WHAT IS NEEDED
Please carry the piece on AI and jobs forward from its last paragraph below, keeping its voice and argument.

TEXT SHOWN

========

Students who understand web development deeply and then use AI? They produce exceptional work. They use AI to generate the boilerplate structure, freeing their time for custom animations, thoughtful user flows, and creative problem-solving. They recognize when AI suggests outdated practices or inefficient solutions. They iterate quickly because AI handles the tedious parts.
The difference isn’t the tool. It’s the user’s depth of understanding.
This is the model for the future: AI as a powerful amplifier of human expertise, not a replacement for it. AI will provide humans the ability to at a higher cognitive level of thinking.
My Advice
I’ve watched technology eliminate jobs (if you are old like me, you can remember going to a store to purchase a CD. Those store clerks were displaced once music went online and users were purchasing and downloading music from services like Napster), transform jobs (accountants today versus 1990’s), and create entirely new industries (social media management didn’t exist when I started my career). Here’s what I’ve learned:
The people who thrive through technological change are those who stay curious and adaptable. They learn new tools. They understand foundational principles deeply enough to apply them in new contexts. They focus on solving problems, not just executing techniques.
If you’re worried about AI taking your job, the solution isn’t to avoid AI but rather it’s to become the person who understands both the technology and the human context well enough to use it effectively. Learn to code not just so you can write code, but so you understand what good code looks like and can evaluate AI-generated solutions. Study design not just to design, but to develop aesthetic judgment that AI lacks.
Build skills in layers. Master the foundations. Add AI literacy. Cultivate the human skills that AI can’t replicate. The combination makes you invaluable.
Conclusion
Will AI take your job? The honest answer is: it depends on what your job is and how adaptable you’re willing to be.
If your career path relies entirely on repetitive tasks that follow predictable patterns, yes AI will significantly impact your opportunities. But if you’re building expertise that combines technical knowledge, creative problem solving skills, and human judgment, you’re positioning yourself for a career that AI will enhance rather than eliminate.

========

PROVIDED INFORMATION

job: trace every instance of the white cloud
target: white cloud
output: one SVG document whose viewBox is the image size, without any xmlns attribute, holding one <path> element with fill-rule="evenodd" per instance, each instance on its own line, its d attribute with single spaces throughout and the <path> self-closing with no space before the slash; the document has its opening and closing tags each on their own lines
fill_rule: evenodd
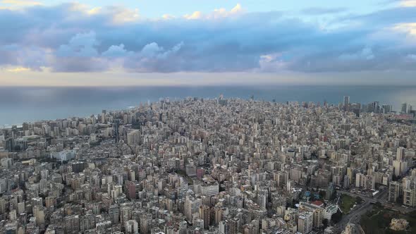
<svg viewBox="0 0 416 234">
<path fill-rule="evenodd" d="M 214 9 L 214 11 L 208 14 L 204 14 L 201 11 L 195 11 L 190 15 L 186 14 L 183 16 L 183 18 L 187 20 L 218 19 L 238 15 L 243 11 L 243 10 L 241 7 L 241 4 L 238 4 L 229 11 L 224 8 Z"/>
<path fill-rule="evenodd" d="M 393 27 L 396 31 L 403 32 L 416 36 L 416 23 L 402 23 L 396 24 Z"/>
<path fill-rule="evenodd" d="M 42 5 L 40 2 L 35 1 L 20 1 L 20 0 L 3 0 L 2 4 L 10 4 L 18 6 L 39 6 Z"/>
<path fill-rule="evenodd" d="M 56 54 L 61 57 L 93 57 L 98 55 L 96 47 L 99 44 L 94 32 L 78 33 L 68 44 L 61 45 Z"/>
<path fill-rule="evenodd" d="M 341 60 L 372 60 L 374 58 L 374 55 L 371 48 L 365 47 L 356 53 L 341 54 L 339 58 Z"/>
<path fill-rule="evenodd" d="M 400 6 L 404 7 L 415 7 L 416 0 L 403 0 L 400 2 Z"/>
</svg>

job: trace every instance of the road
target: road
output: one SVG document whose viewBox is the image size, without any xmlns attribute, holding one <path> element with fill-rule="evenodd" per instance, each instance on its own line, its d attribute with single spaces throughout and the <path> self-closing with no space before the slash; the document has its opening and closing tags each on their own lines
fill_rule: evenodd
<svg viewBox="0 0 416 234">
<path fill-rule="evenodd" d="M 343 216 L 342 219 L 334 226 L 336 233 L 341 233 L 345 230 L 348 223 L 359 224 L 361 216 L 372 209 L 372 203 L 380 202 L 381 205 L 389 209 L 402 213 L 408 213 L 416 210 L 413 208 L 403 207 L 389 203 L 386 199 L 388 190 L 385 189 L 377 193 L 374 197 L 369 197 L 360 194 L 353 193 L 347 191 L 337 190 L 337 193 L 345 194 L 351 197 L 359 197 L 364 201 L 363 203 L 355 206 L 350 212 Z"/>
<path fill-rule="evenodd" d="M 363 200 L 369 201 L 370 202 L 374 202 L 374 203 L 380 202 L 381 204 L 381 205 L 383 205 L 384 207 L 386 207 L 389 209 L 393 209 L 396 211 L 402 212 L 403 214 L 416 211 L 416 209 L 415 209 L 415 208 L 403 207 L 402 206 L 398 206 L 396 204 L 389 202 L 387 200 L 386 200 L 384 197 L 385 197 L 385 195 L 388 192 L 387 189 L 380 191 L 374 197 L 367 197 L 363 195 L 360 195 L 360 194 L 357 194 L 357 193 L 353 193 L 353 192 L 347 192 L 347 191 L 342 191 L 342 190 L 337 190 L 336 192 L 345 194 L 348 196 L 351 196 L 351 197 L 359 197 L 361 199 L 362 199 Z"/>
</svg>

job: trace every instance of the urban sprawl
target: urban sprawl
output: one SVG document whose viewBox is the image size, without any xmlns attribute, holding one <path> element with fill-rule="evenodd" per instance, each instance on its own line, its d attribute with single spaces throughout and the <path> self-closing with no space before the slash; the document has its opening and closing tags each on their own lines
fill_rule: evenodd
<svg viewBox="0 0 416 234">
<path fill-rule="evenodd" d="M 353 234 L 377 208 L 415 233 L 415 114 L 221 95 L 2 128 L 0 233 Z"/>
</svg>

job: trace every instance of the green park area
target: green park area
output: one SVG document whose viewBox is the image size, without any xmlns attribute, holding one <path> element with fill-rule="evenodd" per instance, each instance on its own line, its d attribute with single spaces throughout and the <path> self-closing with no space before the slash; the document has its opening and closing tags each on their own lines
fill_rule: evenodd
<svg viewBox="0 0 416 234">
<path fill-rule="evenodd" d="M 356 198 L 347 195 L 342 195 L 339 207 L 343 214 L 348 214 L 355 204 L 359 204 L 361 202 L 362 202 L 362 199 L 360 197 Z"/>
<path fill-rule="evenodd" d="M 406 230 L 393 230 L 389 228 L 391 218 L 404 218 L 409 222 Z M 416 211 L 405 215 L 390 209 L 384 209 L 381 204 L 376 204 L 373 209 L 361 216 L 361 227 L 366 234 L 407 234 L 416 233 Z"/>
</svg>

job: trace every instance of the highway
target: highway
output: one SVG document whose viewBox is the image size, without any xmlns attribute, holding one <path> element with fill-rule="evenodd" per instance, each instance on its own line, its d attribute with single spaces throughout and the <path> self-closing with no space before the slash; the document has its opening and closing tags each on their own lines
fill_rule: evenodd
<svg viewBox="0 0 416 234">
<path fill-rule="evenodd" d="M 387 189 L 380 191 L 374 197 L 369 197 L 360 194 L 342 190 L 337 190 L 336 192 L 338 194 L 345 194 L 354 197 L 359 197 L 363 200 L 362 204 L 355 206 L 351 209 L 351 211 L 350 211 L 348 214 L 343 214 L 342 219 L 334 226 L 336 233 L 341 233 L 343 230 L 344 230 L 348 223 L 357 225 L 360 224 L 361 216 L 372 209 L 373 205 L 372 202 L 380 202 L 381 205 L 386 208 L 402 213 L 408 213 L 416 210 L 413 208 L 403 207 L 387 202 L 385 198 L 386 193 L 388 193 Z"/>
</svg>

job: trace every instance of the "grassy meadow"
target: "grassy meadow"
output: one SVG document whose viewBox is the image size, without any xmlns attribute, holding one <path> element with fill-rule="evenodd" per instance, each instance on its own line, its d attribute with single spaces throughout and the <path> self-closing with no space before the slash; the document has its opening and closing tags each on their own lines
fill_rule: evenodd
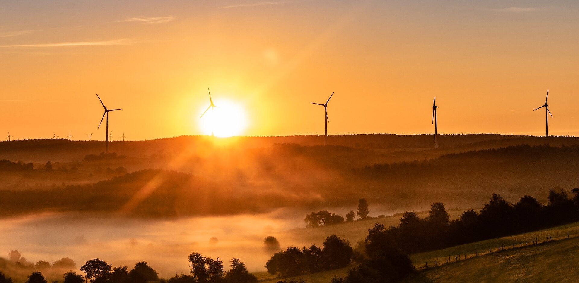
<svg viewBox="0 0 579 283">
<path fill-rule="evenodd" d="M 450 214 L 453 218 L 460 215 L 459 211 L 451 211 Z M 393 220 L 397 218 L 391 217 L 382 219 L 384 219 L 380 222 L 382 224 L 395 225 Z M 362 224 L 364 222 L 371 221 L 357 221 L 334 227 L 344 226 L 343 230 L 349 230 L 350 233 L 356 233 L 356 228 L 358 228 L 358 232 L 361 233 L 363 226 Z M 350 226 L 346 228 L 348 225 Z M 308 230 L 321 230 L 332 227 Z M 571 237 L 568 240 L 567 233 Z M 554 240 L 558 240 L 547 244 L 532 246 L 532 241 L 536 237 L 538 242 L 542 243 L 547 241 L 548 236 L 552 237 Z M 552 281 L 555 279 L 558 281 L 574 282 L 573 278 L 579 277 L 579 270 L 574 269 L 576 260 L 579 259 L 578 236 L 579 222 L 575 222 L 538 231 L 410 255 L 415 266 L 420 272 L 406 282 L 512 282 L 524 281 L 530 278 L 538 282 Z M 521 246 L 525 245 L 527 241 L 529 241 L 529 247 L 526 248 L 508 250 L 512 249 L 513 244 L 516 248 L 519 247 L 519 244 Z M 501 245 L 504 245 L 507 250 L 496 252 L 497 247 Z M 492 251 L 490 254 L 489 248 Z M 477 251 L 478 257 L 475 256 L 475 252 Z M 461 254 L 463 259 L 466 254 L 468 259 L 455 263 L 455 256 L 459 254 Z M 428 261 L 428 266 L 431 267 L 434 266 L 435 260 L 439 264 L 445 263 L 446 259 L 449 257 L 452 259 L 450 264 L 443 264 L 438 268 L 424 270 L 425 262 Z M 558 266 L 560 263 L 562 265 Z M 329 283 L 334 276 L 345 276 L 348 269 L 330 270 L 288 279 L 302 279 L 306 283 Z M 493 272 L 493 270 L 496 272 Z M 555 272 L 555 270 L 557 271 Z M 266 273 L 255 274 L 260 279 L 267 278 Z M 279 281 L 279 279 L 271 279 L 264 280 L 262 282 L 274 283 Z"/>
</svg>

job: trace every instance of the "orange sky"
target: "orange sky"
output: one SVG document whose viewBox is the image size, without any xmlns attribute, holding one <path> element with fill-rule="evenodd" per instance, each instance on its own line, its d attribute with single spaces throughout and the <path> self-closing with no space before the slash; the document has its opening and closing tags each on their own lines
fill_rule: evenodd
<svg viewBox="0 0 579 283">
<path fill-rule="evenodd" d="M 203 133 L 217 100 L 244 135 L 579 135 L 579 3 L 168 1 L 0 2 L 0 133 L 115 139 Z M 7 135 L 8 133 L 0 135 Z M 4 136 L 0 136 L 3 137 Z"/>
</svg>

========

RESPONSE AREA
The future belongs to those who can work with AI, not just alongside it or in fear of it. Understanding what AI does well and what it struggles with isn’t just academic, it’s practical career planning. The students sitting in my classroom today won’t just compete with AI; they’ll leverage it to accomplish things neither humans nor AI could do alone.
That’s not a guarantee that the transition will be smooth or that everyone will find their footing easily. Change is hard, and technological disruption creates real challenges for real people. But it’s also true that every major technological shift has created more opportunities than it eliminated. Albeit, just different ones than existed before.
Your job isn’t to predict the future perfectly. It’s to build a foundation strong enough to adapt to whatever comes next. Learn deeply. Stay curious. Focus on developing judgment and creativity alongside technical skills. And remember: the goal isn’t to compete with AI but rather it’s to become the kind of professional who knows exactly how to make AI do the heavy lifting while you focus on the work that actually matters.
Last final words, if you are a student who is in his beginning high school career, take as many AI classes as are being offered at your school. This will only help you advance your future career not hinder it. If you are a displaced worker, start to build your future career with free courses and certifications as time permits. Build your skill set expeditiously but consistenly. In either case, start building those important skillsets today, the future is being built in real time and there is still room for your contribution.